Dataset excerpt

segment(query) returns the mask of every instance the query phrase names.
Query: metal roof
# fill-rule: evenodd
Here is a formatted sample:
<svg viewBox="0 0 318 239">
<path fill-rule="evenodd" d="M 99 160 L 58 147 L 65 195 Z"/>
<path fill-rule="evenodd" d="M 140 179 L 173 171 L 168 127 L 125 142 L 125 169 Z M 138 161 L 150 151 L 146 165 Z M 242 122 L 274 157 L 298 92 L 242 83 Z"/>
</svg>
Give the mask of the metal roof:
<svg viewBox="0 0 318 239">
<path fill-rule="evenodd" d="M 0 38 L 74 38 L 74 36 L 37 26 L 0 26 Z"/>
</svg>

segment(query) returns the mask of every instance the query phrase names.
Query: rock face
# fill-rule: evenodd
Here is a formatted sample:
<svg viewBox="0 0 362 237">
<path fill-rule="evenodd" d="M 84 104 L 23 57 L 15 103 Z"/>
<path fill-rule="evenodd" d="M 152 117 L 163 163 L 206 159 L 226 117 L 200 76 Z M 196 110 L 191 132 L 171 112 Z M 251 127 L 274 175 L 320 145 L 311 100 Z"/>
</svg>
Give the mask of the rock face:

Written task:
Print every line of the records above verbatim, changing nothing.

Task answer:
segment(query) returns the mask of every instance the query phrase names.
Query: metal roof
# fill-rule: evenodd
Here is a formatted sample:
<svg viewBox="0 0 318 239">
<path fill-rule="evenodd" d="M 99 160 L 58 147 L 65 195 Z"/>
<path fill-rule="evenodd" d="M 140 179 L 173 171 L 168 127 L 125 142 L 125 169 Z M 138 161 L 150 151 L 146 165 Z M 242 122 L 274 157 L 298 92 L 242 83 Z"/>
</svg>
Give the mask of the metal roof:
<svg viewBox="0 0 318 239">
<path fill-rule="evenodd" d="M 0 38 L 74 38 L 74 36 L 37 26 L 0 26 Z"/>
</svg>

segment(query) returns the mask of every instance the query phrase names.
Query: rock face
# fill-rule: evenodd
Here is a formatted sample:
<svg viewBox="0 0 362 237">
<path fill-rule="evenodd" d="M 84 104 L 23 57 L 15 103 Z"/>
<path fill-rule="evenodd" d="M 152 117 L 163 163 L 206 159 L 226 117 L 200 76 Z M 196 110 L 191 132 L 171 112 Z M 251 127 L 274 175 L 320 145 L 311 100 Z"/>
</svg>
Give the mask of the rock face:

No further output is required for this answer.